● GIVEN TASK
Can you retype, line for line, everything from the line containing "# point at: tree trunk (one per instance)" through the end of the items, both ends included, while leaving the pictures out?

● INPUT
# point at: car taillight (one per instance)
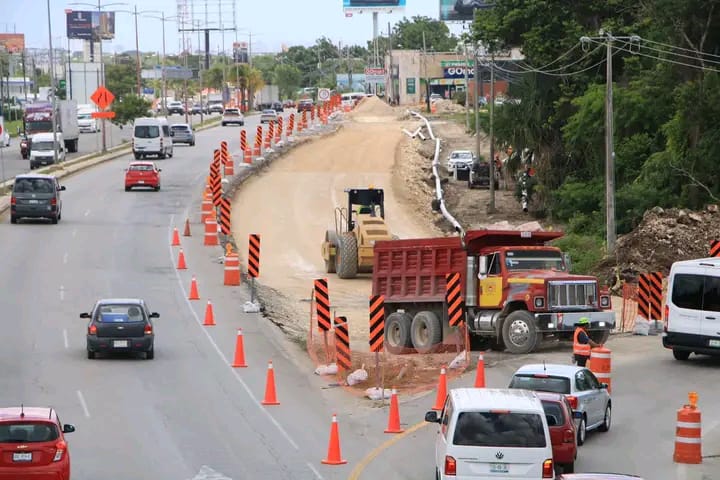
(548, 470)
(61, 447)
(450, 465)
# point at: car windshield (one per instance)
(542, 383)
(33, 185)
(121, 313)
(147, 131)
(28, 432)
(499, 429)
(534, 260)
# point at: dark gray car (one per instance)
(36, 195)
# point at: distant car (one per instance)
(460, 159)
(182, 133)
(233, 115)
(563, 432)
(120, 325)
(583, 390)
(142, 174)
(32, 444)
(268, 116)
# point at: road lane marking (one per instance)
(83, 404)
(220, 353)
(360, 468)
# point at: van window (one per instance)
(147, 131)
(500, 429)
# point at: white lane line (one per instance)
(221, 354)
(83, 404)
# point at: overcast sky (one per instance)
(273, 23)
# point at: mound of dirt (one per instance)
(663, 237)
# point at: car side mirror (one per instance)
(432, 417)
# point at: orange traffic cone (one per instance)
(209, 316)
(176, 238)
(193, 290)
(239, 361)
(442, 391)
(270, 394)
(181, 261)
(480, 374)
(394, 419)
(334, 456)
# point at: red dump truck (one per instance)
(517, 291)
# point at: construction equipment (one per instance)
(348, 250)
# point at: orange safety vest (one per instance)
(582, 349)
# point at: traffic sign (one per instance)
(102, 97)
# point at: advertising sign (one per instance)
(12, 42)
(461, 10)
(369, 6)
(90, 25)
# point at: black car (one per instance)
(120, 325)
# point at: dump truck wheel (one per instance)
(398, 339)
(346, 256)
(330, 238)
(426, 332)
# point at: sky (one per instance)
(272, 23)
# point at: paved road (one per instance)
(186, 413)
(648, 388)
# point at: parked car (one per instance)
(142, 174)
(583, 390)
(268, 116)
(182, 133)
(33, 444)
(233, 115)
(120, 325)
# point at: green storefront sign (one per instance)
(410, 86)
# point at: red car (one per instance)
(142, 174)
(563, 432)
(32, 444)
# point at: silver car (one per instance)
(583, 390)
(182, 133)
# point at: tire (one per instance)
(346, 256)
(398, 338)
(582, 432)
(607, 420)
(426, 332)
(681, 355)
(519, 332)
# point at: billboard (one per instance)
(369, 6)
(461, 10)
(12, 42)
(90, 25)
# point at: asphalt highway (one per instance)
(186, 414)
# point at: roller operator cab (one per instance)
(349, 248)
(517, 291)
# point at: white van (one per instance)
(491, 433)
(151, 136)
(42, 149)
(692, 308)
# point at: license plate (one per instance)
(22, 457)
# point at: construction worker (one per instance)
(582, 344)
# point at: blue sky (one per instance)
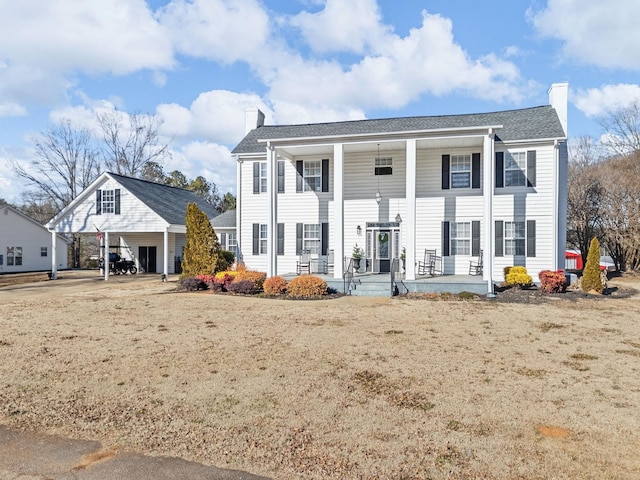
(199, 63)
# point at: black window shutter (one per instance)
(256, 239)
(531, 168)
(299, 177)
(299, 228)
(280, 250)
(117, 198)
(475, 238)
(325, 239)
(445, 172)
(325, 175)
(98, 202)
(531, 238)
(256, 177)
(499, 169)
(280, 176)
(475, 170)
(499, 238)
(445, 239)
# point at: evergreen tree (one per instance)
(202, 252)
(591, 273)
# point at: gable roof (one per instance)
(523, 124)
(224, 220)
(168, 202)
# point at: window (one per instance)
(515, 165)
(383, 166)
(232, 243)
(460, 238)
(460, 171)
(108, 201)
(311, 237)
(312, 176)
(14, 256)
(514, 238)
(263, 239)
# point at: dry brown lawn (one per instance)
(348, 388)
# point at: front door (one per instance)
(147, 259)
(382, 245)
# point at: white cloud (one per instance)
(426, 61)
(216, 116)
(600, 33)
(226, 30)
(596, 102)
(342, 26)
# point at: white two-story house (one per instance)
(490, 184)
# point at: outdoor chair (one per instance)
(428, 265)
(475, 266)
(304, 263)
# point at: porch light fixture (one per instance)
(378, 195)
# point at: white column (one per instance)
(410, 221)
(272, 212)
(487, 194)
(338, 210)
(54, 256)
(166, 252)
(106, 256)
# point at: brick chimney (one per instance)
(253, 118)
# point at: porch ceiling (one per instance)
(292, 151)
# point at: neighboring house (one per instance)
(225, 228)
(141, 221)
(26, 245)
(461, 184)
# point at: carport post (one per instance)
(54, 256)
(106, 256)
(166, 252)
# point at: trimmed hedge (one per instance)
(307, 286)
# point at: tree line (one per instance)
(68, 158)
(603, 198)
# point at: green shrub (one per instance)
(275, 286)
(591, 274)
(552, 282)
(307, 286)
(256, 278)
(518, 277)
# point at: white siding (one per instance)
(18, 231)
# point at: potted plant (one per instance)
(357, 256)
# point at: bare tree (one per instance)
(585, 207)
(65, 163)
(623, 129)
(131, 142)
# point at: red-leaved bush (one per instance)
(552, 282)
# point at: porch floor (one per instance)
(379, 284)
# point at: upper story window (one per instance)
(312, 176)
(460, 171)
(108, 201)
(383, 166)
(516, 169)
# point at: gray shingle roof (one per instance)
(168, 202)
(224, 220)
(524, 124)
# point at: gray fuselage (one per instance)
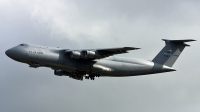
(57, 59)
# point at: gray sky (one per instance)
(98, 24)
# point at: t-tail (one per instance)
(170, 53)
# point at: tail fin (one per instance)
(172, 50)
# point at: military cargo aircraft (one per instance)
(91, 63)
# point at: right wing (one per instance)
(98, 53)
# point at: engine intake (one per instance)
(75, 54)
(90, 54)
(61, 73)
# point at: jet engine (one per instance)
(61, 73)
(75, 54)
(90, 54)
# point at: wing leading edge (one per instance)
(98, 53)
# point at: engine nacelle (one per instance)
(75, 54)
(61, 73)
(90, 54)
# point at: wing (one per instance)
(98, 53)
(114, 51)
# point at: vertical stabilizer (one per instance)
(170, 53)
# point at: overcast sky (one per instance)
(80, 24)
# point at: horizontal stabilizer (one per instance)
(170, 53)
(179, 41)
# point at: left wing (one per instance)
(98, 53)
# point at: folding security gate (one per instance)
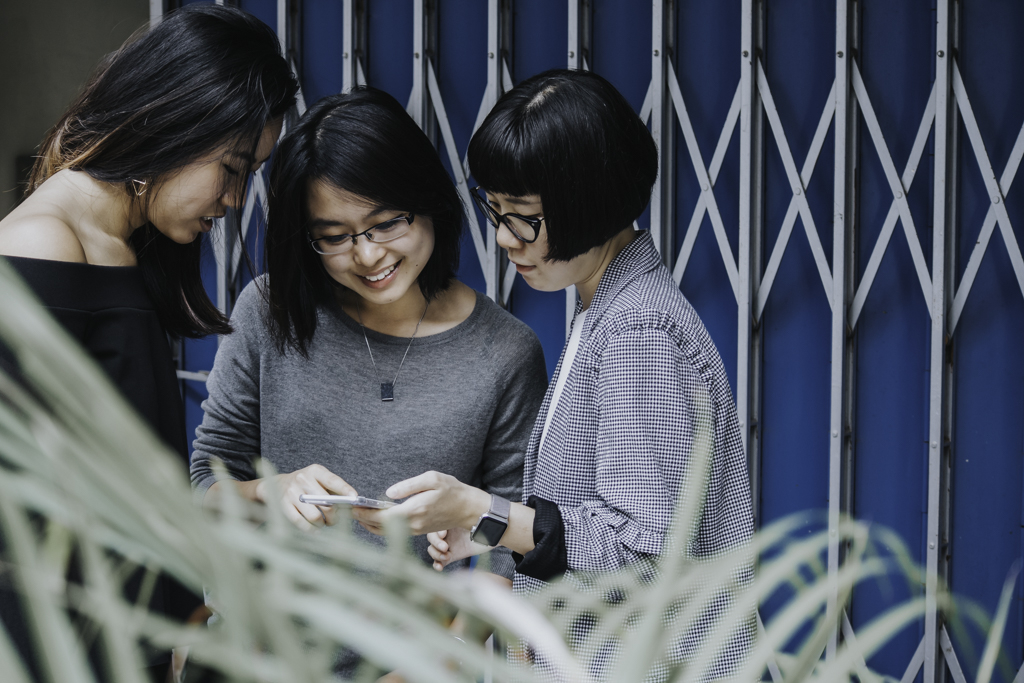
(876, 349)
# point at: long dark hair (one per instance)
(571, 138)
(363, 142)
(203, 77)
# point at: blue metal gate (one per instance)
(836, 201)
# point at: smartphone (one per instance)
(354, 501)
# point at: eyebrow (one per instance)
(329, 222)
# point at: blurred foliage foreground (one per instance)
(82, 477)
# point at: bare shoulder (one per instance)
(34, 233)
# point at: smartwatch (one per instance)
(492, 525)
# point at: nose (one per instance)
(506, 240)
(367, 252)
(233, 196)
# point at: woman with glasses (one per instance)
(565, 167)
(367, 361)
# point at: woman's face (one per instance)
(185, 202)
(381, 272)
(528, 257)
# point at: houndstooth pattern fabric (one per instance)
(617, 449)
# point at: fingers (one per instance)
(331, 481)
(436, 541)
(421, 482)
(300, 518)
(438, 555)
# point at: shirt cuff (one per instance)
(549, 558)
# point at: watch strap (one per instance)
(500, 508)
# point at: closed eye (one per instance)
(389, 226)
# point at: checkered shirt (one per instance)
(616, 450)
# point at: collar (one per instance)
(637, 258)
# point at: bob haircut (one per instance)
(204, 77)
(363, 142)
(571, 138)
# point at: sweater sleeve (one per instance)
(509, 433)
(644, 436)
(230, 428)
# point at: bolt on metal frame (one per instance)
(752, 272)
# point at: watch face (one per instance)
(489, 530)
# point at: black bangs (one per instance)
(361, 142)
(571, 138)
(507, 159)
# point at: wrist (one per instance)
(477, 504)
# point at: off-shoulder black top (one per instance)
(109, 311)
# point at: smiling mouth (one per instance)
(383, 274)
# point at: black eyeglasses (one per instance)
(525, 228)
(386, 231)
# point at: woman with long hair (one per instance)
(565, 167)
(159, 144)
(366, 361)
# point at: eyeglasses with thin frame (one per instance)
(524, 228)
(342, 244)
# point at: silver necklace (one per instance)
(387, 388)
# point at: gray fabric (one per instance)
(464, 404)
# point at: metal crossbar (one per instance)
(897, 207)
(707, 204)
(996, 214)
(798, 185)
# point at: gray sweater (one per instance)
(464, 404)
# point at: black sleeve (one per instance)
(548, 559)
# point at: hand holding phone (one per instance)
(353, 501)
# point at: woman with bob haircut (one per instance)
(367, 361)
(565, 167)
(160, 142)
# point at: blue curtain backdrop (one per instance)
(895, 48)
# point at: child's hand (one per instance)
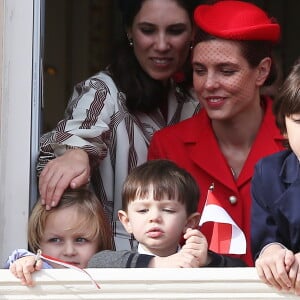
(196, 245)
(294, 274)
(273, 267)
(23, 267)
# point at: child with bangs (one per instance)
(159, 201)
(71, 232)
(275, 195)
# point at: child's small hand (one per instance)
(196, 245)
(23, 267)
(294, 274)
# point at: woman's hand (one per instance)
(72, 169)
(23, 267)
(273, 267)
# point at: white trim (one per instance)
(202, 283)
(15, 126)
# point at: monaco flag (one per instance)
(227, 237)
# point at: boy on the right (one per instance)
(276, 197)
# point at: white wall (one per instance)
(16, 20)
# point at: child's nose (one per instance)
(69, 249)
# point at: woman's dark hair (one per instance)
(287, 101)
(252, 51)
(143, 93)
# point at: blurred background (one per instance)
(81, 35)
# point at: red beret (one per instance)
(237, 20)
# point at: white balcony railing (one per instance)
(202, 283)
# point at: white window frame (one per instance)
(16, 111)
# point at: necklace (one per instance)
(233, 173)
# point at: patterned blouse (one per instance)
(97, 120)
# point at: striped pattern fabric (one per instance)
(97, 120)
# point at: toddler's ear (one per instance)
(192, 221)
(123, 217)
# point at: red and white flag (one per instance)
(227, 237)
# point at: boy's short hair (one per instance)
(167, 179)
(87, 204)
(287, 101)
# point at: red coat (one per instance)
(193, 146)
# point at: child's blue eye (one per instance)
(54, 240)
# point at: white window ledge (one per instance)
(202, 283)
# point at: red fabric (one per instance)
(221, 238)
(193, 146)
(237, 20)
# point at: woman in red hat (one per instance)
(220, 146)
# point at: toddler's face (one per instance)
(64, 240)
(157, 224)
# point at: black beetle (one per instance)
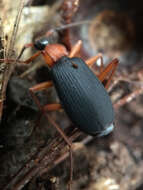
(81, 92)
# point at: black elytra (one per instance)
(83, 96)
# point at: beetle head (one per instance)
(53, 52)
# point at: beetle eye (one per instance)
(107, 130)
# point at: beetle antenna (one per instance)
(63, 27)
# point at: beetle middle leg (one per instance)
(52, 107)
(94, 59)
(108, 72)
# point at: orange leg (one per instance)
(94, 59)
(26, 62)
(75, 49)
(52, 107)
(108, 72)
(24, 48)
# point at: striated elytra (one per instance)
(83, 96)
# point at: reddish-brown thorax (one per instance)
(54, 52)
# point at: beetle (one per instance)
(81, 92)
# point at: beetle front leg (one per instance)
(94, 59)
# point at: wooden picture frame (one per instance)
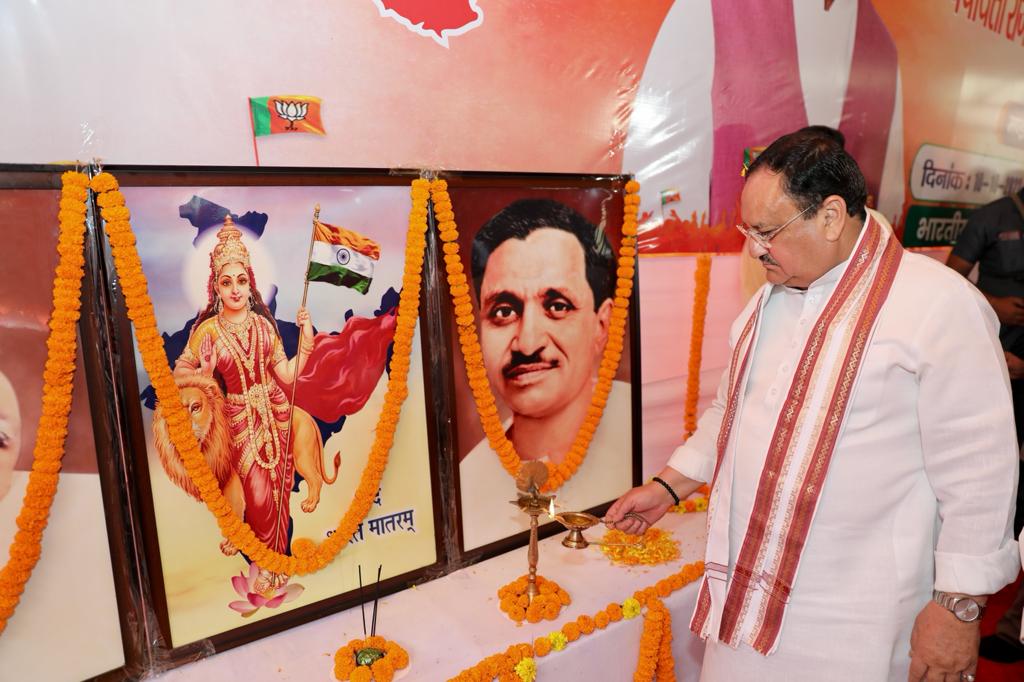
(476, 199)
(154, 196)
(86, 574)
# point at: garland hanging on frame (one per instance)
(306, 556)
(473, 356)
(57, 383)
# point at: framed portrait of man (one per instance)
(72, 589)
(276, 294)
(541, 253)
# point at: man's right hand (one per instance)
(649, 501)
(1010, 309)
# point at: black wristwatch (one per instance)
(965, 608)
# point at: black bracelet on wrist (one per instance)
(668, 487)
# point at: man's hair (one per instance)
(814, 165)
(521, 217)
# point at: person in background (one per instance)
(992, 240)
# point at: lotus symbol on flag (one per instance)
(291, 111)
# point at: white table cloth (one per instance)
(451, 624)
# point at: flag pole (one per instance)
(298, 349)
(252, 126)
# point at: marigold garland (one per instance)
(655, 644)
(657, 546)
(382, 670)
(58, 378)
(654, 659)
(547, 605)
(469, 341)
(701, 278)
(306, 557)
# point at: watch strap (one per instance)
(949, 601)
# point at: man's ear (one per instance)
(603, 322)
(836, 216)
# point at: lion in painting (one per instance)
(204, 401)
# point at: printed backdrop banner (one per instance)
(675, 98)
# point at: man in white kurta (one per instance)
(918, 489)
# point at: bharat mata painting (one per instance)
(226, 268)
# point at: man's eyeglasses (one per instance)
(764, 239)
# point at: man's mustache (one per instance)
(520, 364)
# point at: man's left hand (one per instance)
(942, 647)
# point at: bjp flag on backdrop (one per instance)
(342, 257)
(279, 114)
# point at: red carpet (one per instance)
(987, 670)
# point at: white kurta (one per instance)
(921, 486)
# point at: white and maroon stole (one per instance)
(751, 606)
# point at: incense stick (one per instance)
(361, 602)
(377, 596)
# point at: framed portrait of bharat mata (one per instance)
(276, 294)
(542, 256)
(73, 587)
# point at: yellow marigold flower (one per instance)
(631, 608)
(526, 670)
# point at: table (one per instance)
(451, 624)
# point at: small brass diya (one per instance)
(528, 481)
(577, 522)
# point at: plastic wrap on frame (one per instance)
(145, 651)
(433, 303)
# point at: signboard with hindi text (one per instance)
(934, 225)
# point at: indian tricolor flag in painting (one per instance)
(342, 257)
(279, 114)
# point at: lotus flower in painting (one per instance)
(253, 598)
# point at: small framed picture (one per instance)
(542, 255)
(76, 586)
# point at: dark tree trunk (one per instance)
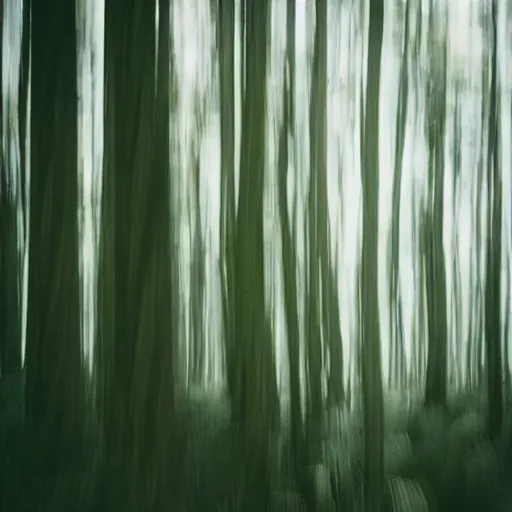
(54, 361)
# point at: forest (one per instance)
(255, 255)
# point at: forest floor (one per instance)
(435, 460)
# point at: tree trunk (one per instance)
(54, 357)
(137, 297)
(371, 363)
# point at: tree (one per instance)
(435, 266)
(493, 323)
(371, 362)
(136, 297)
(54, 362)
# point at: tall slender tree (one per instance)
(288, 249)
(435, 266)
(371, 360)
(493, 322)
(136, 299)
(54, 357)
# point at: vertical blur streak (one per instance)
(370, 328)
(54, 362)
(494, 242)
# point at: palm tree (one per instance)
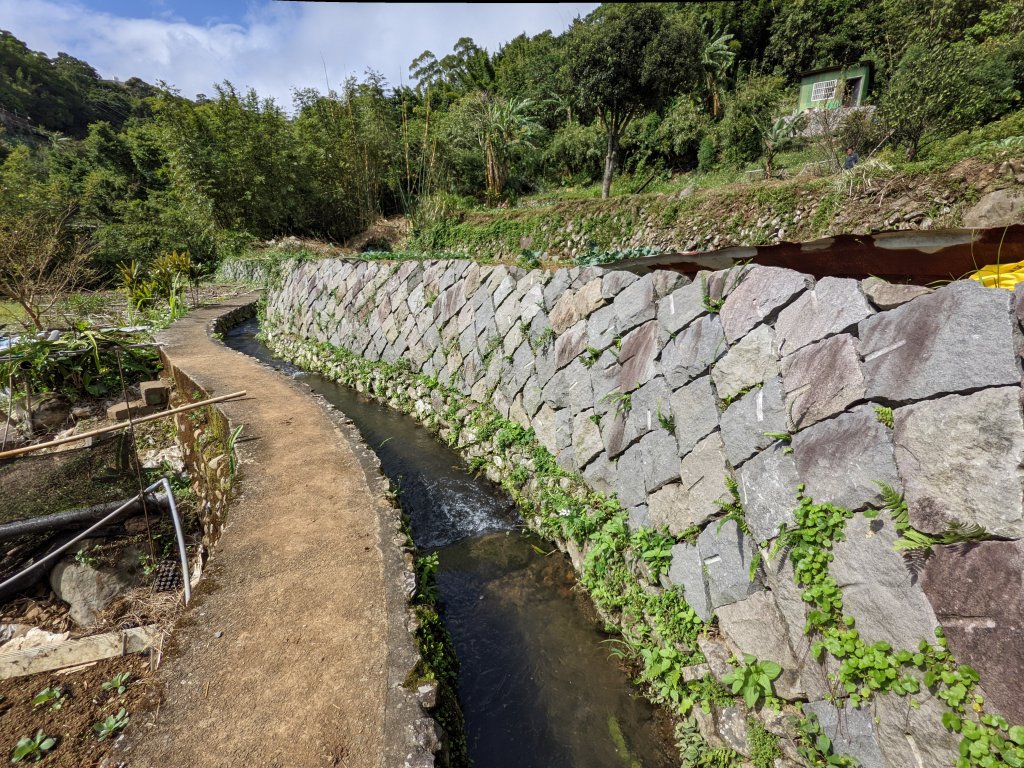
(504, 126)
(716, 58)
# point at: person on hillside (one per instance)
(851, 159)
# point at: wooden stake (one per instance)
(116, 427)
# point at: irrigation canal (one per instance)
(538, 686)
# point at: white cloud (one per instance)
(278, 46)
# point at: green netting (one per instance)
(41, 483)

● ANSWER TO THIS TASK
# point at: tree trunk (one per instance)
(54, 357)
(137, 297)
(371, 363)
# point at: tree (one per instance)
(435, 266)
(493, 323)
(371, 362)
(136, 297)
(54, 362)
# point at: tall slender tree (one per instance)
(288, 249)
(435, 266)
(371, 360)
(493, 322)
(136, 299)
(54, 357)
# point at: vertical blur streak (one per instance)
(370, 328)
(54, 362)
(494, 242)
# point at: palm tree (one per instance)
(504, 126)
(716, 58)
# point at: person on hillside (one per instance)
(851, 159)
# point at: wooden stake (one per instance)
(116, 427)
# point at: irrigation canal (one per instance)
(538, 686)
# point at: white cloud (one per instance)
(278, 46)
# point at: green netting (one per instance)
(41, 483)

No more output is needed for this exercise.